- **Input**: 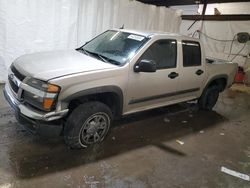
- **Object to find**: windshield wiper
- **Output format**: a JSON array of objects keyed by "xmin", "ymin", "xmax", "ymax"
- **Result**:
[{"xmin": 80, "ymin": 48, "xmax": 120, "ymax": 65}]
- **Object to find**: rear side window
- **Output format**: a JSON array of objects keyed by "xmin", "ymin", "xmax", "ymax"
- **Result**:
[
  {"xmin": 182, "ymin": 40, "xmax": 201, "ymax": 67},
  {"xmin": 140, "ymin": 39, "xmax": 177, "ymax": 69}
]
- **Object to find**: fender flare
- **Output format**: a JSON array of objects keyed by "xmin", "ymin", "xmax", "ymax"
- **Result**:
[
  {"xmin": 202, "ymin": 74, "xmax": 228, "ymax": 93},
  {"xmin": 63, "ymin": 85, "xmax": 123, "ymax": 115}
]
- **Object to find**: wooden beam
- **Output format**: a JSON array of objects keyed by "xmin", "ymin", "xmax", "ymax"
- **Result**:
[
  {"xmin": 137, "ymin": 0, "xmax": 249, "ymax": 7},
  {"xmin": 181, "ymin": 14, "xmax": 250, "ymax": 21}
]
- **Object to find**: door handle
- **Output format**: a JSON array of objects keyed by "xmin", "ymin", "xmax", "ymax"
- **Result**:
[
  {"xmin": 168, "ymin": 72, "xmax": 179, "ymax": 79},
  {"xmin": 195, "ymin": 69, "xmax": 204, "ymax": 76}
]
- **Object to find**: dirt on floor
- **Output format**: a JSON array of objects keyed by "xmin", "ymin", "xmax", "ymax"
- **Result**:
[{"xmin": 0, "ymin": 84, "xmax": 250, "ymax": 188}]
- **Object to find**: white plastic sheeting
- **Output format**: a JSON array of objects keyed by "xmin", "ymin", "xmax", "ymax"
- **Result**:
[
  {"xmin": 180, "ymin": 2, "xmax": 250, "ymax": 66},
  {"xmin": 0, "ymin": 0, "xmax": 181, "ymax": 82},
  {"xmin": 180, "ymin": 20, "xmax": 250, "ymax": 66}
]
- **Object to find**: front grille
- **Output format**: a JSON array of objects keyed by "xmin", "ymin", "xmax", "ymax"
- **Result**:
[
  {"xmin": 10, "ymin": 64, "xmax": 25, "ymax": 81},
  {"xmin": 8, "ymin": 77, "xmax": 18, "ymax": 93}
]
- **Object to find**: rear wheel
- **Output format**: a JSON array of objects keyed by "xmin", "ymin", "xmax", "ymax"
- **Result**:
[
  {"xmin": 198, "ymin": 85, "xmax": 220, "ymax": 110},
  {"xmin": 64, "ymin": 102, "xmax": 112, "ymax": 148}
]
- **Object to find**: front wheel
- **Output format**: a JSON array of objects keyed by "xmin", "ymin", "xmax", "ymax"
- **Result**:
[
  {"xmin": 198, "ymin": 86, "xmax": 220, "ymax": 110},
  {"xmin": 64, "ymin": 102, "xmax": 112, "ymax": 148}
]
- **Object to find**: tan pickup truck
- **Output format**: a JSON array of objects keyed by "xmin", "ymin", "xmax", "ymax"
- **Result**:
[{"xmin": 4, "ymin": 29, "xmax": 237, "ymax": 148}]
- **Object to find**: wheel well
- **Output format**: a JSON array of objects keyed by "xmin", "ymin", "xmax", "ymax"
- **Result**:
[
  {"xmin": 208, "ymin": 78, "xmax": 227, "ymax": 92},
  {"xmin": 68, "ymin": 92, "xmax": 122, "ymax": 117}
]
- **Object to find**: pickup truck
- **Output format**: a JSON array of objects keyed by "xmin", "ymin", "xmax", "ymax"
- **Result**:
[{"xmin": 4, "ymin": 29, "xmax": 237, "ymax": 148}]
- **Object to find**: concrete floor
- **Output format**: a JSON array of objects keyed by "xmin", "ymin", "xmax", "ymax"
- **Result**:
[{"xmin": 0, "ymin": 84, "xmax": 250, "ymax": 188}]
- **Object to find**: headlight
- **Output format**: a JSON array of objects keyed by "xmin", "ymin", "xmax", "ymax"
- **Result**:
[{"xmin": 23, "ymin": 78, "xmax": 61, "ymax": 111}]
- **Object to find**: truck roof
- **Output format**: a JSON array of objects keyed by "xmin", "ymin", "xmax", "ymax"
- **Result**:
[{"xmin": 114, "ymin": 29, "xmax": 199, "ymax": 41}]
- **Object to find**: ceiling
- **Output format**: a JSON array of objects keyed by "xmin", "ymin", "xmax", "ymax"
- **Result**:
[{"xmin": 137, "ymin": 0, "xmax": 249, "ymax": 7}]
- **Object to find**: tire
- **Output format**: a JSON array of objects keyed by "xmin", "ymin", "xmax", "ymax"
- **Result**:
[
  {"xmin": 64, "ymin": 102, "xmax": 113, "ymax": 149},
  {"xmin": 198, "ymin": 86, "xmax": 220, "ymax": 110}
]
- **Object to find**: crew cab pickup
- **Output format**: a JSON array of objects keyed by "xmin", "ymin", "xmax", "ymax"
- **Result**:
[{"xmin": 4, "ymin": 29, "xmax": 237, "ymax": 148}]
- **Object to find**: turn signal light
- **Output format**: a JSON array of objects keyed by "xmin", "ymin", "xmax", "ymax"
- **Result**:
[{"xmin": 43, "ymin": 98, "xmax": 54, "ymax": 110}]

___

Exercise details =>
Rewrite all the records above with every occurrence of "Object to find" changed to "Target object" and nothing else altered. Omit the pictures from your answer.

Correct response =>
- **Input**: 
- **Target object**: windshield wiper
- **Output format**: a JSON array of objects keyed by "xmin", "ymin", "xmax", "ymax"
- **Result**:
[{"xmin": 80, "ymin": 48, "xmax": 120, "ymax": 65}]
- **Target object**: rear side window
- **Output format**: a JSON array of objects keyed by "xmin", "ymin", "xmax", "ymax"
- **Result**:
[
  {"xmin": 182, "ymin": 40, "xmax": 201, "ymax": 67},
  {"xmin": 140, "ymin": 39, "xmax": 177, "ymax": 69}
]
- **Target object**: fender flare
- **Output format**: a JSON array of objects keyed by "xmin", "ymin", "xmax", "ymax"
- **Result**:
[
  {"xmin": 202, "ymin": 74, "xmax": 228, "ymax": 93},
  {"xmin": 63, "ymin": 85, "xmax": 123, "ymax": 115}
]
- **Target object**: wooden beam
- **Output format**: a JSON array of objects keyed by "xmin", "ymin", "xmax", "ymax"
- **Result**:
[
  {"xmin": 137, "ymin": 0, "xmax": 249, "ymax": 7},
  {"xmin": 181, "ymin": 14, "xmax": 250, "ymax": 21}
]
- **Target object**: door handle
- **Output format**: a JSON array of objects keyed by "xmin", "ymin", "xmax", "ymax"
- **Result**:
[
  {"xmin": 168, "ymin": 72, "xmax": 179, "ymax": 79},
  {"xmin": 195, "ymin": 69, "xmax": 204, "ymax": 76}
]
- **Target object**: dirt on floor
- **Output format**: a JSON array of objects keyed by "xmin", "ymin", "xmax", "ymax"
- **Result**:
[{"xmin": 0, "ymin": 84, "xmax": 250, "ymax": 188}]
- **Target object**: white plastic sheeting
- **Output format**: a JSON array of objects keyed by "xmin", "ymin", "xmax", "ymax"
- **Result**:
[
  {"xmin": 180, "ymin": 2, "xmax": 250, "ymax": 66},
  {"xmin": 0, "ymin": 0, "xmax": 181, "ymax": 82},
  {"xmin": 180, "ymin": 20, "xmax": 250, "ymax": 66}
]
- **Target object**: front grille
- **Output format**: a JSON array of objects keyed by "xmin", "ymin", "xmax", "ymax"
- **Result**:
[
  {"xmin": 10, "ymin": 64, "xmax": 25, "ymax": 81},
  {"xmin": 8, "ymin": 77, "xmax": 18, "ymax": 93}
]
- **Target object**: rear wheel
- **Output format**: a JSON array of objects keyed by "xmin", "ymin", "xmax", "ymax"
- **Result**:
[
  {"xmin": 198, "ymin": 85, "xmax": 220, "ymax": 110},
  {"xmin": 64, "ymin": 102, "xmax": 112, "ymax": 148}
]
- **Target object**: front wheel
- **Output format**: a JSON array of objects keyed by "xmin", "ymin", "xmax", "ymax"
- **Result**:
[
  {"xmin": 198, "ymin": 86, "xmax": 220, "ymax": 110},
  {"xmin": 64, "ymin": 102, "xmax": 112, "ymax": 148}
]
- **Target object**: tan pickup truck
- **Output format**: a JSON array of objects keyed by "xmin", "ymin", "xmax", "ymax"
- **Result**:
[{"xmin": 4, "ymin": 29, "xmax": 237, "ymax": 148}]
- **Target object**: wheel well
- **Output format**: a JSON array of objects keyed by "xmin", "ymin", "xmax", "ymax"
- **Result**:
[
  {"xmin": 208, "ymin": 78, "xmax": 227, "ymax": 92},
  {"xmin": 68, "ymin": 92, "xmax": 122, "ymax": 117}
]
- **Target object**: pickup truck
- **Output format**: a JSON array of objects keyed by "xmin", "ymin", "xmax", "ymax"
- **Result**:
[{"xmin": 4, "ymin": 29, "xmax": 237, "ymax": 148}]
- **Target object**: concrete floor
- **Output format**: a JSON array of objects keyed by "xmin", "ymin", "xmax", "ymax"
- **Result**:
[{"xmin": 0, "ymin": 84, "xmax": 250, "ymax": 188}]
- **Target object**: headlight
- **Output format**: a JSON array of objects keyed by "xmin", "ymin", "xmax", "ymax"
- **Result**:
[{"xmin": 23, "ymin": 78, "xmax": 61, "ymax": 111}]
- **Target object**: truck roof
- **Output format**: a JSON array of objects keyed by "xmin", "ymin", "xmax", "ymax"
- **Result**:
[{"xmin": 114, "ymin": 29, "xmax": 199, "ymax": 41}]
- **Target object**: ceiling
- **Output format**: a JSON array of objects keyed by "xmin", "ymin", "xmax", "ymax"
- **Result**:
[{"xmin": 137, "ymin": 0, "xmax": 249, "ymax": 7}]
- **Target object**: tire
- **Output format**: a JSON array of objects keyed by "xmin", "ymin", "xmax", "ymax"
- **Result**:
[
  {"xmin": 64, "ymin": 102, "xmax": 113, "ymax": 149},
  {"xmin": 198, "ymin": 86, "xmax": 220, "ymax": 110}
]
- **Target object**: crew cab pickup
- **Output format**: a JSON array of objects keyed by "xmin", "ymin", "xmax", "ymax"
- **Result**:
[{"xmin": 4, "ymin": 29, "xmax": 237, "ymax": 148}]
- **Target object**: turn signal light
- **Output format**: a JSON array of objects keyed by "xmin", "ymin", "xmax", "ymax"
- **Result**:
[{"xmin": 43, "ymin": 98, "xmax": 54, "ymax": 110}]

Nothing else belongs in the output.